(Point labeling examples)
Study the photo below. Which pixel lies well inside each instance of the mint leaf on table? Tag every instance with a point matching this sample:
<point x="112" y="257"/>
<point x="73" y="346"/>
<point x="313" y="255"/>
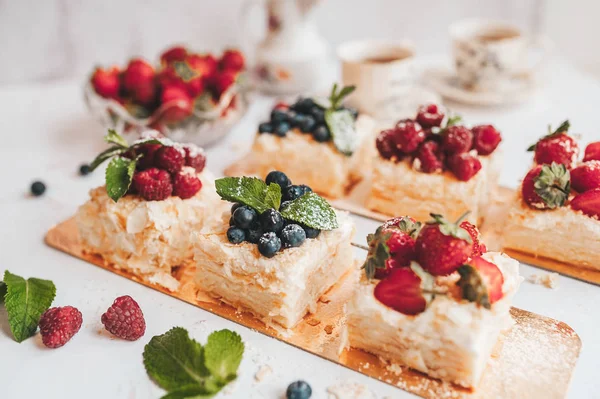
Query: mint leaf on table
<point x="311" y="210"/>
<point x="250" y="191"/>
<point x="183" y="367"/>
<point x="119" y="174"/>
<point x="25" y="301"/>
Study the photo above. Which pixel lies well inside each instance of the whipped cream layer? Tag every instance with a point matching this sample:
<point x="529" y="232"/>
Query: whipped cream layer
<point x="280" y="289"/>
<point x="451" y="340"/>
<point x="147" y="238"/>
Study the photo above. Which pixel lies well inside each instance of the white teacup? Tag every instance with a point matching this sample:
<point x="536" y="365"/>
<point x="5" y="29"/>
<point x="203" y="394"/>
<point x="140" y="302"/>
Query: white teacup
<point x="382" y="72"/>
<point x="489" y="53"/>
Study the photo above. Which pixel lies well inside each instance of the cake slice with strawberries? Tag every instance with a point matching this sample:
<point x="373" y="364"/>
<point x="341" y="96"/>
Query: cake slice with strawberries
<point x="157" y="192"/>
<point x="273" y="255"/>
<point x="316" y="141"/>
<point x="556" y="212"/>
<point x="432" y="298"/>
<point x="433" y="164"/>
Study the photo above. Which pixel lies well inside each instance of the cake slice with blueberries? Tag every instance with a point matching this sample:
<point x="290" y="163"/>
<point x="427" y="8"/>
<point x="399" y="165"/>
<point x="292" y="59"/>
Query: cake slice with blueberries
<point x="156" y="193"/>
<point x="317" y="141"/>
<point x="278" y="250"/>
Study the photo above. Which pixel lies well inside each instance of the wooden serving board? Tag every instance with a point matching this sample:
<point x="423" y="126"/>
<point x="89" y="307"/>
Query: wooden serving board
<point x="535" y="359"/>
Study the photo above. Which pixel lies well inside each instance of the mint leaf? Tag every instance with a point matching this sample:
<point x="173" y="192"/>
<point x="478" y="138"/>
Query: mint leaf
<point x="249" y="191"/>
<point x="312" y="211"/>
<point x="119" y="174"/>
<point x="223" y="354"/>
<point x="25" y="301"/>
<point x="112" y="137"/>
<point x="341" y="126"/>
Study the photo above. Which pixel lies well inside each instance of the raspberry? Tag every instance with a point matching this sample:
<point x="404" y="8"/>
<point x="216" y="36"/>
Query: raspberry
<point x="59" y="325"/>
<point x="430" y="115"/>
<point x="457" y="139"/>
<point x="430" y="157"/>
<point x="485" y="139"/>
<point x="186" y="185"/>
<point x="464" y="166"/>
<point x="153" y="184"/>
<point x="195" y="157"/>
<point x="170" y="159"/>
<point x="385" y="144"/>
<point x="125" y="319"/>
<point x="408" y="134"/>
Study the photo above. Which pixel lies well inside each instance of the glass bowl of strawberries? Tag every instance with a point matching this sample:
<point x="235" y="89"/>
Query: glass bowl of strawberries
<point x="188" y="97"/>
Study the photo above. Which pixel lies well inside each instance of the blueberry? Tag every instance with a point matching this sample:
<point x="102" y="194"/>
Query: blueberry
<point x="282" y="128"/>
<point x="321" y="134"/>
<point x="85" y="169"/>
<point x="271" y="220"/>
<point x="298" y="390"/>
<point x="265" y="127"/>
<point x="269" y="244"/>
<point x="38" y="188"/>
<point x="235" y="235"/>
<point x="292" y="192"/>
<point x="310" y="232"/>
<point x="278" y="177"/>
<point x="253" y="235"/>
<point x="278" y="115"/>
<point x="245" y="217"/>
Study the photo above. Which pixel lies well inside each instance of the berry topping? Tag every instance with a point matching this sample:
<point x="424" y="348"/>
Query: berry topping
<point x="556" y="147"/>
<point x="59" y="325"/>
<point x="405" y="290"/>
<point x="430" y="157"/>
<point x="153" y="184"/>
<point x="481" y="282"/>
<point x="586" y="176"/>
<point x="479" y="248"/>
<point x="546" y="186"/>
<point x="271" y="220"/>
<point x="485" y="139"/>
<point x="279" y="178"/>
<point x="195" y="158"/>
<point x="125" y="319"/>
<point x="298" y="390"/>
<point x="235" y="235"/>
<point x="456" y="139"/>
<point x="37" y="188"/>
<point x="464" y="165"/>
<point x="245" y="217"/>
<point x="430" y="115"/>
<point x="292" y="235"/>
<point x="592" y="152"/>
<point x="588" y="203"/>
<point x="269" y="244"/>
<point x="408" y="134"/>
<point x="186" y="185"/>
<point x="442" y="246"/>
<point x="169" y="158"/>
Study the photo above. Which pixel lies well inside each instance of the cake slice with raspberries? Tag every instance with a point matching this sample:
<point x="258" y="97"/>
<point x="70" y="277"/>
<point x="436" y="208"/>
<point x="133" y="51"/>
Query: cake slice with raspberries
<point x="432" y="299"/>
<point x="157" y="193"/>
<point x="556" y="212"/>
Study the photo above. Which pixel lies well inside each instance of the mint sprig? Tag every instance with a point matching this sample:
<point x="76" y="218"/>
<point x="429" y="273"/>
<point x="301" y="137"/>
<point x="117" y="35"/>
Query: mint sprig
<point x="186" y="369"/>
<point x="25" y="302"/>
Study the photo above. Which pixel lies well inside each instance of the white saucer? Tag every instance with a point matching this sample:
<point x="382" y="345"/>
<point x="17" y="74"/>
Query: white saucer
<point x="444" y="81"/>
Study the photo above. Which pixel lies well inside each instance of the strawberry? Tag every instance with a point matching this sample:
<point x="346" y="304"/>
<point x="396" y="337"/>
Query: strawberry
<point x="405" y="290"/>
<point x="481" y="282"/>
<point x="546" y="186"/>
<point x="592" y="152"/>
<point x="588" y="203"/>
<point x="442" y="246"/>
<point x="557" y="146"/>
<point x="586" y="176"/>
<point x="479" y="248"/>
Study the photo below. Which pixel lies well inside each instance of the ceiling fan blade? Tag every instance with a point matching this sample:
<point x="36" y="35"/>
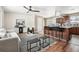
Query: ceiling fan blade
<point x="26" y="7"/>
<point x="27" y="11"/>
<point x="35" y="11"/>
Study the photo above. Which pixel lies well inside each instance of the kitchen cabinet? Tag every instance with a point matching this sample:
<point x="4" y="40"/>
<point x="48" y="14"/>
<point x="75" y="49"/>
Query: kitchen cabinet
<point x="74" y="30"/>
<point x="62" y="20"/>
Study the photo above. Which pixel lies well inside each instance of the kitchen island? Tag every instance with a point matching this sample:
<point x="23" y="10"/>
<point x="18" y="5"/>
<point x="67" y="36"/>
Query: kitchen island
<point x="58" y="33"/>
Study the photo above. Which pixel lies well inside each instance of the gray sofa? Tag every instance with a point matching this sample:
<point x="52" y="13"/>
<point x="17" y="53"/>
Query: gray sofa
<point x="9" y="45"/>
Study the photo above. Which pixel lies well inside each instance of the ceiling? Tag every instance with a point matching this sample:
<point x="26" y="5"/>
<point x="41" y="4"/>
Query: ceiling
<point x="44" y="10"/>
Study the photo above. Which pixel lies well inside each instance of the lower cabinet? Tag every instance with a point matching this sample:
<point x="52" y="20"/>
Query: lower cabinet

# THE REQUEST
Please copy all of the material above word for word, leaving out the pictures.

# THE OUTPUT
Study the photo below. Which pixel lies well inside each instance of the mint leaf on table? Tag every instance with a point matching this sample:
<point x="112" y="257"/>
<point x="73" y="346"/>
<point x="313" y="255"/>
Query: mint leaf on table
<point x="311" y="210"/>
<point x="250" y="191"/>
<point x="183" y="367"/>
<point x="119" y="174"/>
<point x="25" y="301"/>
Study the photo above. Which pixel lies well inside each instance of the whipped cream layer? Tag every instance with a point matching this sample:
<point x="529" y="232"/>
Query: whipped cream layer
<point x="280" y="289"/>
<point x="451" y="340"/>
<point x="147" y="238"/>
Study the photo above. Which pixel lies well inside each instance of the white teacup? Tag every instance with a point matching this sample:
<point x="536" y="365"/>
<point x="5" y="29"/>
<point x="203" y="394"/>
<point x="140" y="302"/>
Query: white teacup
<point x="382" y="72"/>
<point x="489" y="53"/>
Study the photo above. Which pixel lies well inside each instance of the cake slice with strawberries? Tag every instance with a point matching this sample:
<point x="373" y="364"/>
<point x="341" y="96"/>
Query: cake slice with strawberries
<point x="157" y="192"/>
<point x="273" y="255"/>
<point x="316" y="141"/>
<point x="556" y="212"/>
<point x="432" y="298"/>
<point x="433" y="164"/>
Study the photo above. Which pixel lies well inside each instance of the cake slice with blueberries? Tag every instance with a point matching this sample:
<point x="290" y="163"/>
<point x="427" y="8"/>
<point x="399" y="165"/>
<point x="292" y="59"/>
Query: cake slice with blueberries
<point x="156" y="193"/>
<point x="317" y="141"/>
<point x="278" y="250"/>
Study the photo above. Which pixel lies well inside each instance of the wooden serving board? Tag every instance with a point matching this sample:
<point x="423" y="126"/>
<point x="89" y="307"/>
Query: wooden serving board
<point x="535" y="359"/>
Study the photo above. Which pixel lies well inside each instance of the mint leaf? Tag every instance with a point matching this sample:
<point x="173" y="192"/>
<point x="478" y="138"/>
Query: mint leaf
<point x="249" y="191"/>
<point x="312" y="211"/>
<point x="119" y="174"/>
<point x="223" y="354"/>
<point x="25" y="301"/>
<point x="112" y="137"/>
<point x="341" y="126"/>
Study the photo above. Which pixel lies well inside each instance of the raspberry? Tag every instance with a point matching this sample:
<point x="404" y="8"/>
<point x="216" y="36"/>
Query: raspberry
<point x="59" y="325"/>
<point x="430" y="115"/>
<point x="457" y="139"/>
<point x="430" y="157"/>
<point x="485" y="139"/>
<point x="186" y="185"/>
<point x="464" y="166"/>
<point x="153" y="184"/>
<point x="195" y="157"/>
<point x="170" y="159"/>
<point x="385" y="144"/>
<point x="125" y="319"/>
<point x="408" y="134"/>
Study the photo above. Which pixel lies well inside each instance of the glass bowl of strawberries? Tag every instance with a point matching this sample:
<point x="235" y="89"/>
Query: glass bowl of strawberries
<point x="188" y="97"/>
Study the photo above. Which pixel lies well inside each instance of the blueberry? Tag every instance with a point matching this sample:
<point x="102" y="194"/>
Query: blueberry
<point x="282" y="128"/>
<point x="321" y="134"/>
<point x="85" y="169"/>
<point x="271" y="220"/>
<point x="298" y="390"/>
<point x="265" y="127"/>
<point x="269" y="244"/>
<point x="38" y="188"/>
<point x="235" y="235"/>
<point x="292" y="192"/>
<point x="310" y="232"/>
<point x="278" y="177"/>
<point x="253" y="235"/>
<point x="278" y="115"/>
<point x="245" y="217"/>
Study the photo above. Which pixel lies well inside each instance of the berry topping? Tag every instance with a point matching this sample:
<point x="424" y="348"/>
Query: berry topping
<point x="556" y="147"/>
<point x="59" y="325"/>
<point x="405" y="290"/>
<point x="430" y="157"/>
<point x="153" y="184"/>
<point x="481" y="282"/>
<point x="586" y="176"/>
<point x="479" y="248"/>
<point x="546" y="186"/>
<point x="271" y="220"/>
<point x="485" y="139"/>
<point x="279" y="178"/>
<point x="195" y="158"/>
<point x="125" y="319"/>
<point x="298" y="390"/>
<point x="235" y="235"/>
<point x="456" y="139"/>
<point x="37" y="188"/>
<point x="464" y="165"/>
<point x="245" y="217"/>
<point x="430" y="115"/>
<point x="292" y="235"/>
<point x="592" y="152"/>
<point x="588" y="203"/>
<point x="269" y="244"/>
<point x="408" y="134"/>
<point x="186" y="185"/>
<point x="442" y="246"/>
<point x="169" y="158"/>
Study the photo above. Which pixel lies well inside each instance of the cake slice with raspberries? Tag every instance with a point matching this sample:
<point x="258" y="97"/>
<point x="70" y="277"/>
<point x="436" y="208"/>
<point x="133" y="51"/>
Query: cake slice with raspberries
<point x="432" y="299"/>
<point x="157" y="193"/>
<point x="556" y="212"/>
Study the photo above. Which pixel lies well inside each instance of the mint sprig? Tag every instance with a point matching this sample:
<point x="76" y="218"/>
<point x="429" y="273"/>
<point x="301" y="137"/>
<point x="117" y="35"/>
Query: mint sprig
<point x="186" y="369"/>
<point x="25" y="302"/>
Study the photo above. Which pixel lies well inside each instance of the white saucer? Tag every instance with a point matching this sample:
<point x="382" y="345"/>
<point x="17" y="74"/>
Query: white saucer
<point x="444" y="81"/>
Study the photo above. Which pixel lies well inside each instance of the strawberry? Tag every instance with a point matching this sample:
<point x="346" y="304"/>
<point x="396" y="337"/>
Query: strawberry
<point x="405" y="290"/>
<point x="481" y="282"/>
<point x="546" y="186"/>
<point x="592" y="152"/>
<point x="588" y="203"/>
<point x="442" y="246"/>
<point x="557" y="146"/>
<point x="586" y="176"/>
<point x="479" y="248"/>
Study the photo below. Which pixel lies well inside each instance of the ceiling fan blade? Tag every instance with a point matching this sample:
<point x="36" y="35"/>
Query: ceiling fan blade
<point x="26" y="7"/>
<point x="27" y="11"/>
<point x="35" y="11"/>
Study the photo above. Which pixel lies well inside each instance of the kitchen cabinet? Tag every instance with a point matching this sample:
<point x="4" y="40"/>
<point x="48" y="14"/>
<point x="75" y="49"/>
Query: kitchen cabinet
<point x="74" y="30"/>
<point x="62" y="20"/>
Study the photo above. Which pixel lies well inside each instance of the kitchen island? Tag every instance with a point matching this sample:
<point x="23" y="10"/>
<point x="18" y="5"/>
<point x="67" y="36"/>
Query: kitchen island
<point x="58" y="33"/>
Study the photo above. Which pixel lies well inside each instance of the gray sofa? Tag every instance with a point matching this sample:
<point x="52" y="13"/>
<point x="17" y="53"/>
Query: gray sofa
<point x="9" y="45"/>
Study the photo above. Which pixel lies well inside each instance of the ceiling? Tag every instance with a point matching this sample:
<point x="26" y="5"/>
<point x="41" y="4"/>
Query: ceiling
<point x="44" y="10"/>
Study the photo above. Which pixel lies well inside each instance of the lower cabinet? Tag every instance with a point matching this sample:
<point x="52" y="20"/>
Query: lower cabinet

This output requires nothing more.